**Work instructions**
Please write out only the lines running from the one with "You are given a photograph. Could you point to the concrete" through the last line of the listing, each exactly as given.

++++++++

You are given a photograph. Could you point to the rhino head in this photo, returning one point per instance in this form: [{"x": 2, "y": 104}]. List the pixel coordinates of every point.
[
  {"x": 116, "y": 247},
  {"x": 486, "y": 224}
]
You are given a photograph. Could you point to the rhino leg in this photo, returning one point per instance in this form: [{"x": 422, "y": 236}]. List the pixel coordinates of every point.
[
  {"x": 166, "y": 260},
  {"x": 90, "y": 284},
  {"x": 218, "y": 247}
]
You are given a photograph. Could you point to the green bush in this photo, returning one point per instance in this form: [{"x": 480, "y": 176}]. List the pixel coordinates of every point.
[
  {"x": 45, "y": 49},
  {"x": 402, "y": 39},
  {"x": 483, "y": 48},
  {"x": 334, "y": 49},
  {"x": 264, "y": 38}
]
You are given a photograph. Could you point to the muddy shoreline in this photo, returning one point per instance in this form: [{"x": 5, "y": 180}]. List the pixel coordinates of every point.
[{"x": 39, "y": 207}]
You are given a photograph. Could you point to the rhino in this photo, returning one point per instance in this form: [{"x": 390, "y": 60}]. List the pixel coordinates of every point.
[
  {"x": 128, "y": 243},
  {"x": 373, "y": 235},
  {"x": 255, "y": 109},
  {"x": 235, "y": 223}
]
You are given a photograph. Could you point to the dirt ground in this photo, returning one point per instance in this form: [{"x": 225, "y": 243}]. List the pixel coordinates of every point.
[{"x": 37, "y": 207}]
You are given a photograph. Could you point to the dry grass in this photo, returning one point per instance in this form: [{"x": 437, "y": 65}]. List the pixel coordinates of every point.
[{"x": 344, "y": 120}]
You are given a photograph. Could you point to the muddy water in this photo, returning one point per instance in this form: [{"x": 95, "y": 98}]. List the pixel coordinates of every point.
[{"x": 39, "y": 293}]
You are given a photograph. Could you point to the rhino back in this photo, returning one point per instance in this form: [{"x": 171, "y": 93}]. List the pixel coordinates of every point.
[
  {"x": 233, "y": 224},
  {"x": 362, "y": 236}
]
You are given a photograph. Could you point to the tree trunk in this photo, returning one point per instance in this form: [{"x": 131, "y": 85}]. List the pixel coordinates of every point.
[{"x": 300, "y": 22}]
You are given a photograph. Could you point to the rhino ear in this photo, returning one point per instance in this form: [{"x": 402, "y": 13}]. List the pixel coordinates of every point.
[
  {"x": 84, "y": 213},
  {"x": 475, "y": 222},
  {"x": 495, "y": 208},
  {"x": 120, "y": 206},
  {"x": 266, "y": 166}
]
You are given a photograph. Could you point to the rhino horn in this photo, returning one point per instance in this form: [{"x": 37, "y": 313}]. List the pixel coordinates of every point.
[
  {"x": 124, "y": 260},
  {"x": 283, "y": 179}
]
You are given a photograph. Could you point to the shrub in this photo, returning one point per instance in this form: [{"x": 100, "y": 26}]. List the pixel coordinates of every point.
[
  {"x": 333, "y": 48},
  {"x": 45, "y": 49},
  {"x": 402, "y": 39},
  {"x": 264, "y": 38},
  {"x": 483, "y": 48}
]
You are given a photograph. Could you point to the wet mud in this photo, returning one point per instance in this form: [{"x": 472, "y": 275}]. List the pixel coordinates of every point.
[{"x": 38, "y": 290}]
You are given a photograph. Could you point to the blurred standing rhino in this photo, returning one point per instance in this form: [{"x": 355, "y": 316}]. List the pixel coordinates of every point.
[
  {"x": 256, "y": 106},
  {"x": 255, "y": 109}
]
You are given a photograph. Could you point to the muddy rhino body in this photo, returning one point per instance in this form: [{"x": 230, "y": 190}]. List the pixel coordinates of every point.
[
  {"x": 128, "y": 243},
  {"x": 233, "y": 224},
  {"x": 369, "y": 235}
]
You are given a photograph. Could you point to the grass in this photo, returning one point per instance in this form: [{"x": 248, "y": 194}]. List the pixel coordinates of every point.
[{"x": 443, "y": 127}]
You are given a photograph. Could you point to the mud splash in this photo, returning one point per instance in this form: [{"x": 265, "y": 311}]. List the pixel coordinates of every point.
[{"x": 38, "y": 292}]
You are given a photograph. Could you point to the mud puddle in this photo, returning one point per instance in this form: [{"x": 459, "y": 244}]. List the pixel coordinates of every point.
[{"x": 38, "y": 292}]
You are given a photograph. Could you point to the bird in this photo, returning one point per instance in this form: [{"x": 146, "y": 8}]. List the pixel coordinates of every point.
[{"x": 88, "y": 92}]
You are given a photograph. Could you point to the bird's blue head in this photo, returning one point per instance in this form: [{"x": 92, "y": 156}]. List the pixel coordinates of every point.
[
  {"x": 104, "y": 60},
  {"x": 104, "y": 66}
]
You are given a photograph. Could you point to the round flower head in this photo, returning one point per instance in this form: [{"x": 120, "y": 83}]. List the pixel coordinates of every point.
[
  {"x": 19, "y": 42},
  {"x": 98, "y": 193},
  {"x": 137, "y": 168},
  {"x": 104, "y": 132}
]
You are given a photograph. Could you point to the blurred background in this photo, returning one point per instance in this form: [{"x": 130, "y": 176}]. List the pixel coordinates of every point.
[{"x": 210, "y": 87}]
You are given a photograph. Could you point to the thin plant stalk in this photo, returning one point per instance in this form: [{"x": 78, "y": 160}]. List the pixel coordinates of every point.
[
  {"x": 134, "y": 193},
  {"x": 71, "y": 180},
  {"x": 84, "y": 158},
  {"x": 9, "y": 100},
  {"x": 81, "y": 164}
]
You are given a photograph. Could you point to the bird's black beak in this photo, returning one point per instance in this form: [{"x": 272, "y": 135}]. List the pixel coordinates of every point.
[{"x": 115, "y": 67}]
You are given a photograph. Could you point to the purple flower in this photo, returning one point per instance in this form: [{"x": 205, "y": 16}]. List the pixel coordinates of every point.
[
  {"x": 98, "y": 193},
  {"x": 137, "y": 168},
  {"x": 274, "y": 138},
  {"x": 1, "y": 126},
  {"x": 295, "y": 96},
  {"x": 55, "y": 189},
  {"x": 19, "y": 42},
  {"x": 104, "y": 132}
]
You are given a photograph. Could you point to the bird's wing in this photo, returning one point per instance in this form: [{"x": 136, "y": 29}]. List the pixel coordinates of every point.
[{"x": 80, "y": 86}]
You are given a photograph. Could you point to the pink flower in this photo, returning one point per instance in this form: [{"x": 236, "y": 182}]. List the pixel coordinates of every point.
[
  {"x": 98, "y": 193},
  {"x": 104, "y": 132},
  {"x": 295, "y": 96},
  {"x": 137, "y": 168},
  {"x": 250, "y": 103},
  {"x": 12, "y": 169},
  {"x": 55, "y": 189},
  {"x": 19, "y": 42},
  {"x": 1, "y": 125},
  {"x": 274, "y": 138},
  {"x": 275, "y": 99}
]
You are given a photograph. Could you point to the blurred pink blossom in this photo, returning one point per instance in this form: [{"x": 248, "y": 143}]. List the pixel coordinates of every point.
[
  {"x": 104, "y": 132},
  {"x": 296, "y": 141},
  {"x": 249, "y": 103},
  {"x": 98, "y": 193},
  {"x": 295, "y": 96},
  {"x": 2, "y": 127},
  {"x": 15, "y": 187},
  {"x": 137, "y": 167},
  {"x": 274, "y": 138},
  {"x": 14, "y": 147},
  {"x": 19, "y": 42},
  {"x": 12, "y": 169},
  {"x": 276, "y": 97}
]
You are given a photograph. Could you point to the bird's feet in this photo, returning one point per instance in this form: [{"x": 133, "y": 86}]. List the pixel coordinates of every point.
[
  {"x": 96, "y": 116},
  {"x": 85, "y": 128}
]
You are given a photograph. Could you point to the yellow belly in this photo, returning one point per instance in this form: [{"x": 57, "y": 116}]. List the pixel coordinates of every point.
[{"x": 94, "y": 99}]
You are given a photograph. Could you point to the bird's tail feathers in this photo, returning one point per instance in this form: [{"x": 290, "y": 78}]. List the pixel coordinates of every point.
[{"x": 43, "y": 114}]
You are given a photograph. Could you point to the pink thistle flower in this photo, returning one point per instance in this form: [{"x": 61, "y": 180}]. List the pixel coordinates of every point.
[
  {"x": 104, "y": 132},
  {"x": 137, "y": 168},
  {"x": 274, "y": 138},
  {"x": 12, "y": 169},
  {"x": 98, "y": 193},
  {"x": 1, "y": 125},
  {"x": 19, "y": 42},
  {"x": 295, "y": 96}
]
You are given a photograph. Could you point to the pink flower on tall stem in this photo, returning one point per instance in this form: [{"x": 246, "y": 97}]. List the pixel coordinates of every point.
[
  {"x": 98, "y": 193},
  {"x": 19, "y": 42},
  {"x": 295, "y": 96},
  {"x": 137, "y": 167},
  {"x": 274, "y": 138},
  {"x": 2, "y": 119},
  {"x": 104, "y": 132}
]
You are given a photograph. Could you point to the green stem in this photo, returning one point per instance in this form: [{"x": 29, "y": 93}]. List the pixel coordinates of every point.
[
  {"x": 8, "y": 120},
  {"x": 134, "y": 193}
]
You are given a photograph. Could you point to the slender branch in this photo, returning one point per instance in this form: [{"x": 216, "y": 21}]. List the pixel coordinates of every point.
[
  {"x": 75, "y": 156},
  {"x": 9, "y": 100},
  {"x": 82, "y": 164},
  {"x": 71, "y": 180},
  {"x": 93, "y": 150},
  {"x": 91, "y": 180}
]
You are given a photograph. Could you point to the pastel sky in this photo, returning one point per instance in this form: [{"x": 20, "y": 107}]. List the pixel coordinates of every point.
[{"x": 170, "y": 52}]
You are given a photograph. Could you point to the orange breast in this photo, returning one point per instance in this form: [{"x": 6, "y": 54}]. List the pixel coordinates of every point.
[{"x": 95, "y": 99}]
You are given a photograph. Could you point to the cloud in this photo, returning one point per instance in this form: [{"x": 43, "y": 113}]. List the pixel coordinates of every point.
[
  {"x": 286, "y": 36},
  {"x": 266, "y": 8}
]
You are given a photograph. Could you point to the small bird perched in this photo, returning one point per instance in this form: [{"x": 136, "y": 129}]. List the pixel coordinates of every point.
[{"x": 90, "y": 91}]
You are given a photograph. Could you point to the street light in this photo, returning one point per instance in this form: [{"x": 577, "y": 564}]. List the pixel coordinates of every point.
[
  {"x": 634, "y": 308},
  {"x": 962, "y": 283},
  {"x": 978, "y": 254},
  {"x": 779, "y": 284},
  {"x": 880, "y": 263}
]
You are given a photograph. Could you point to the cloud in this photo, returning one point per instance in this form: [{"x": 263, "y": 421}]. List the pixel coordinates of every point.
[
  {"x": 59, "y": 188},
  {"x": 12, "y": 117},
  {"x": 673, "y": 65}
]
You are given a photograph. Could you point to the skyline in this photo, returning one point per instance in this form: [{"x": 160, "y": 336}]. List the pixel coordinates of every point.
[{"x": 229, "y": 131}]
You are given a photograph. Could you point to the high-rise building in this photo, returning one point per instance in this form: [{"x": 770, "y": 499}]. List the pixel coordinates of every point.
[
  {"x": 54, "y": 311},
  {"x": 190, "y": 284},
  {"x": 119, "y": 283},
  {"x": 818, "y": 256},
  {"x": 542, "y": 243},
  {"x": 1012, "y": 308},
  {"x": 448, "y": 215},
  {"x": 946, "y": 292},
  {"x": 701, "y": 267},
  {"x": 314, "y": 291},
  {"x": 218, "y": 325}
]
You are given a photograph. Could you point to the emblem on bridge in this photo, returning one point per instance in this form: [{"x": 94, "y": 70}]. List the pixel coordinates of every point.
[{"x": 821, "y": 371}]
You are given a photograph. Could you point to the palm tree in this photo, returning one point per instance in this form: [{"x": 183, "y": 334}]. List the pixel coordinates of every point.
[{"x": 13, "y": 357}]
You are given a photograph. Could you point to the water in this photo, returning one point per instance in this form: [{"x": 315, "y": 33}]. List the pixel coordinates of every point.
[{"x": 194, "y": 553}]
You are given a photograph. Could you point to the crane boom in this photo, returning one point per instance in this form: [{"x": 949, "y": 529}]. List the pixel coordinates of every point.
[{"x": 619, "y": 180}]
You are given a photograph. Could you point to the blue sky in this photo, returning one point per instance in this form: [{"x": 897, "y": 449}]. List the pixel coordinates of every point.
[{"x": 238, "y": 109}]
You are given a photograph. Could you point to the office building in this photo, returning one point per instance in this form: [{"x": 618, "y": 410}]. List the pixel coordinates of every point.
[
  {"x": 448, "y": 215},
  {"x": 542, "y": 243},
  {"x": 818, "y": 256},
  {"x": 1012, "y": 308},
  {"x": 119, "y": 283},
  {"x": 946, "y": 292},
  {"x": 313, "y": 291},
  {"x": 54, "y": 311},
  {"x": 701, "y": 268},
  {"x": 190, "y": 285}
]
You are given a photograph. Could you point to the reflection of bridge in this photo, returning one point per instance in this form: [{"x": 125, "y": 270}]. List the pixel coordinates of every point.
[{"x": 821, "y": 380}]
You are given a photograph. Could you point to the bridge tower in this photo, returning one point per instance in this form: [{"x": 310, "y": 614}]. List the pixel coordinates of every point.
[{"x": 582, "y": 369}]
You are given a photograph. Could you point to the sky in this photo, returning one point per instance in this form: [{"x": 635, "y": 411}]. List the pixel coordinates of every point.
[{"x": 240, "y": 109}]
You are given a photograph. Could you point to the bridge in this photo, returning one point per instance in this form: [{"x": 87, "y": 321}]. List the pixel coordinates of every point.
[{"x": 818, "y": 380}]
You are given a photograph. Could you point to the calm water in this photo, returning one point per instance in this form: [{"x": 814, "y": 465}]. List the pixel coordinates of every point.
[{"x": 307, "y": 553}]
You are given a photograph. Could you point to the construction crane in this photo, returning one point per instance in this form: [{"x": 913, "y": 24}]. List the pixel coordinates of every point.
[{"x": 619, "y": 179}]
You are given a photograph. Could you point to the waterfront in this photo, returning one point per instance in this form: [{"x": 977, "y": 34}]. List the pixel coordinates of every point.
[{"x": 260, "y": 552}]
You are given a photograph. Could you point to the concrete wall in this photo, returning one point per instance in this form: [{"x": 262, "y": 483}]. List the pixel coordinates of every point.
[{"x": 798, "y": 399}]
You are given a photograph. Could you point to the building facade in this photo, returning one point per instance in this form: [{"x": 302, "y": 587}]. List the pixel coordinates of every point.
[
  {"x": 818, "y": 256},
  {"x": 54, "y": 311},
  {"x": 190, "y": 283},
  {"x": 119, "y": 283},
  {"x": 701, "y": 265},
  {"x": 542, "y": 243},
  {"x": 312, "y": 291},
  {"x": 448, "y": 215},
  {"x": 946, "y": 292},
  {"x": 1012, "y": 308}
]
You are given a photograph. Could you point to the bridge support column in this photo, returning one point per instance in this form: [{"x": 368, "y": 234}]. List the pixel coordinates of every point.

++++++++

**Answer space**
You are given a photograph. Could you point to the concrete wall in this photo, returning one point per instance in this form: [{"x": 262, "y": 483}]. List the pixel coordinates of every point.
[{"x": 798, "y": 399}]
You are given a photograph. Could you point to the building facade in this photo, returning one point per instance in this form: [{"x": 302, "y": 587}]. List the pixel coordinates of every point.
[
  {"x": 818, "y": 256},
  {"x": 54, "y": 311},
  {"x": 190, "y": 283},
  {"x": 119, "y": 283},
  {"x": 701, "y": 265},
  {"x": 542, "y": 243},
  {"x": 312, "y": 291},
  {"x": 448, "y": 215},
  {"x": 946, "y": 292},
  {"x": 1012, "y": 308}
]
You are given a photograph. Could you point to the bridge support column in this photo, returning one point per instance in this form: [{"x": 368, "y": 234}]. List the pixel coordinates of every point.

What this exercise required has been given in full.